Natural-language object grounding data:
****
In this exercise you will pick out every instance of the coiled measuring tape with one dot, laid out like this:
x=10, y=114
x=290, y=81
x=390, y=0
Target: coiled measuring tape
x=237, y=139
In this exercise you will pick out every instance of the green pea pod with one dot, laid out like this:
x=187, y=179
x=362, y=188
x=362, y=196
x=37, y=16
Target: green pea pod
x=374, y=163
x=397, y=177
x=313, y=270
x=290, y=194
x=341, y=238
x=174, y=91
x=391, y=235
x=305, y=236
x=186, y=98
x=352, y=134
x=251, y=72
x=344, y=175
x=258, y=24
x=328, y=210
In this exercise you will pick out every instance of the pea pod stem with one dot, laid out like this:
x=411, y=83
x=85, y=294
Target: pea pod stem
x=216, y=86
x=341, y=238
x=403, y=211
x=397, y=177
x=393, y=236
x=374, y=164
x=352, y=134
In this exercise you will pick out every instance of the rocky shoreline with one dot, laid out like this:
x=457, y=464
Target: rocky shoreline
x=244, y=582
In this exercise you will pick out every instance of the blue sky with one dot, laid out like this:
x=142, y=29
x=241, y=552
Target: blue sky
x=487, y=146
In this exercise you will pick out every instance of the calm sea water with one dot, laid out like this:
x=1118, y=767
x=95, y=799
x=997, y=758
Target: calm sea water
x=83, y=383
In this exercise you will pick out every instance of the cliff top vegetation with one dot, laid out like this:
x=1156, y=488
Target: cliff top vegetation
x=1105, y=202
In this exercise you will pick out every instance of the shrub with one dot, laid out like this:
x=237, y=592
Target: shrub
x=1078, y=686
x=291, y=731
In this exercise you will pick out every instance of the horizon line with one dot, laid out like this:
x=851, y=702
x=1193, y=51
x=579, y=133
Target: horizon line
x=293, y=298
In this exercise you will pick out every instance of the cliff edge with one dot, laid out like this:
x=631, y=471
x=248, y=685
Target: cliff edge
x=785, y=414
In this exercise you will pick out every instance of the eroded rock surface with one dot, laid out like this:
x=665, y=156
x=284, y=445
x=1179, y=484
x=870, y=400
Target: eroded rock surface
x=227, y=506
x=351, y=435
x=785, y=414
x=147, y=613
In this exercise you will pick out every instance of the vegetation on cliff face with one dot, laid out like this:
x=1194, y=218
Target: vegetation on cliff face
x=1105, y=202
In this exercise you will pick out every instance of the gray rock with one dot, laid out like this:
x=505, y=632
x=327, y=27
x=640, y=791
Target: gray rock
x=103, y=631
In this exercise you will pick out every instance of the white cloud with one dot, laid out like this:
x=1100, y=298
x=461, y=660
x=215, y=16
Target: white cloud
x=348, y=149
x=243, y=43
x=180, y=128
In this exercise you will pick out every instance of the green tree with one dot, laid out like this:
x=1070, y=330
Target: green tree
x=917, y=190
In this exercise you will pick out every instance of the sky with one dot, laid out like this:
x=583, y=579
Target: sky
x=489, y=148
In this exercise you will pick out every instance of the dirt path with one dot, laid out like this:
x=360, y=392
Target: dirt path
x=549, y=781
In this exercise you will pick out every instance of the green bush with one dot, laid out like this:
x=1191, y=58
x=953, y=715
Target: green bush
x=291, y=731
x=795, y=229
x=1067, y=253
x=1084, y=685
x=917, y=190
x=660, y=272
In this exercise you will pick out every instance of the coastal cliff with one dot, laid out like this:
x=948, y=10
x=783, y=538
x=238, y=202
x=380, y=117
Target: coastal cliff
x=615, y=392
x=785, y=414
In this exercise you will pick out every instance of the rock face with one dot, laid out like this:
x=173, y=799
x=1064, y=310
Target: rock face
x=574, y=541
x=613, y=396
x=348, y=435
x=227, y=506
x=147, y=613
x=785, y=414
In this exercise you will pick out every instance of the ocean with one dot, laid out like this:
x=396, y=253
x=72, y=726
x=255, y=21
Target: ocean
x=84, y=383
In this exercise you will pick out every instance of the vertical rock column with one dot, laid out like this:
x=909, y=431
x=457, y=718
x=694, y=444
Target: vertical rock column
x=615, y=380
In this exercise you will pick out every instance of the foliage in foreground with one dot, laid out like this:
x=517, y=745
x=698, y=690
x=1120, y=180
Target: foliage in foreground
****
▶ [Instructions for the task]: Reproduce each of the entries exactly, omitting none.

▶ [Written reply]:
In this exercise you will pick out every instance of the coiled measuring tape with one dot, laid out like this:
x=10, y=114
x=290, y=81
x=390, y=0
Target: coiled measuring tape
x=237, y=139
In this exercise you will pick out every instance of the green pea pod with one dot, laid out like this:
x=187, y=179
x=362, y=188
x=362, y=196
x=37, y=16
Target: green pea pod
x=374, y=163
x=397, y=177
x=313, y=270
x=290, y=194
x=341, y=238
x=174, y=91
x=391, y=235
x=305, y=236
x=186, y=98
x=352, y=134
x=251, y=72
x=344, y=175
x=258, y=24
x=328, y=210
In this exercise you will pick out every instance of the pea pod stem with one dot, laid out like this:
x=411, y=83
x=85, y=294
Target: pea pod stem
x=216, y=86
x=341, y=238
x=403, y=211
x=397, y=177
x=393, y=236
x=374, y=164
x=352, y=134
In this exercise you will pick out every instance of the rocky shoreline with one dot, laid out like this:
x=457, y=464
Target: rocky shoreline
x=244, y=582
In this exercise you will pick out every instance of the blue sky with one dot, laid out like this:
x=142, y=29
x=241, y=552
Target: blue sky
x=487, y=146
In this exercise you will pick out every instance of the calm sea water with one dot, laid out like this:
x=1118, y=767
x=95, y=799
x=997, y=758
Target: calm sea water
x=83, y=383
In this exercise you will pick out every instance of the cliff top vegetation with one dot, laid out like this:
x=1156, y=488
Target: cliff top vegetation
x=1105, y=202
In this exercise you will pick out every instance of the shrub with one dot, laid out like this:
x=237, y=592
Target: shrub
x=1078, y=686
x=291, y=731
In this exercise you will pick out every instance of the horizon line with one dot, laid out like this:
x=851, y=702
x=1193, y=51
x=579, y=133
Target: horizon line
x=293, y=298
In this exercise you will pick out every instance of the cliff edge with one dot, laid out like this:
x=631, y=471
x=248, y=685
Target: cliff edge
x=785, y=414
In this exercise you will pick out every instance of the eroded rock surface with one dot, laid out like this:
x=665, y=156
x=284, y=445
x=1179, y=484
x=870, y=400
Target: eroded rock surface
x=227, y=506
x=351, y=435
x=785, y=414
x=147, y=613
In this exercise you will pick out every instance of the vegetation on cliff face with one dot, laid out like this:
x=1194, y=218
Target: vegetation on cliff face
x=1105, y=202
In this exercise you will pick out every instance of the gray rock with one dot, laid out like this:
x=505, y=632
x=327, y=27
x=640, y=791
Target: gray rock
x=103, y=631
In this exercise you will pick out every instance of the white cloud with one dot, laid out like this:
x=1100, y=298
x=461, y=660
x=215, y=16
Target: white cloud
x=348, y=149
x=243, y=43
x=180, y=128
In this exercise you will pick out every instance of the green tree with one dot, laid out like this:
x=1070, y=330
Target: green tree
x=917, y=190
In this exercise you will pick out every instance of the sky with one dot, laid out like this:
x=583, y=579
Target: sky
x=489, y=148
In this exercise you will pick out every instance of the dirt path with one dot, laid out like this:
x=360, y=392
Target: dirt path
x=549, y=781
In this exercise you will pick out every instance of the green bush with one dot, laid out like this:
x=1191, y=58
x=953, y=715
Target: green bush
x=291, y=731
x=795, y=229
x=1067, y=253
x=1084, y=685
x=917, y=190
x=660, y=272
In this exercise you will pick out every instance of the coastal cliff with one dot, laid out like this:
x=948, y=10
x=783, y=538
x=238, y=202
x=380, y=117
Target: coastal cliff
x=615, y=392
x=785, y=414
In this exercise you will pick out every instance of the rock face with one dot, laid out like this:
x=173, y=799
x=1064, y=310
Target: rock face
x=574, y=541
x=613, y=396
x=348, y=435
x=227, y=506
x=147, y=613
x=785, y=414
In this exercise you will pick out every instance of the ocean with one dot, laid out like this:
x=396, y=253
x=72, y=726
x=255, y=21
Target: ocean
x=84, y=383
In this exercise you will pick out every instance of the vertical rock column with one dot, laid out like this:
x=909, y=431
x=457, y=718
x=694, y=444
Target: vertical rock column
x=615, y=380
In this exercise you will pick out every instance of the foliage in foreground with one dot, laid out like this:
x=517, y=745
x=698, y=690
x=1120, y=180
Target: foliage in foreground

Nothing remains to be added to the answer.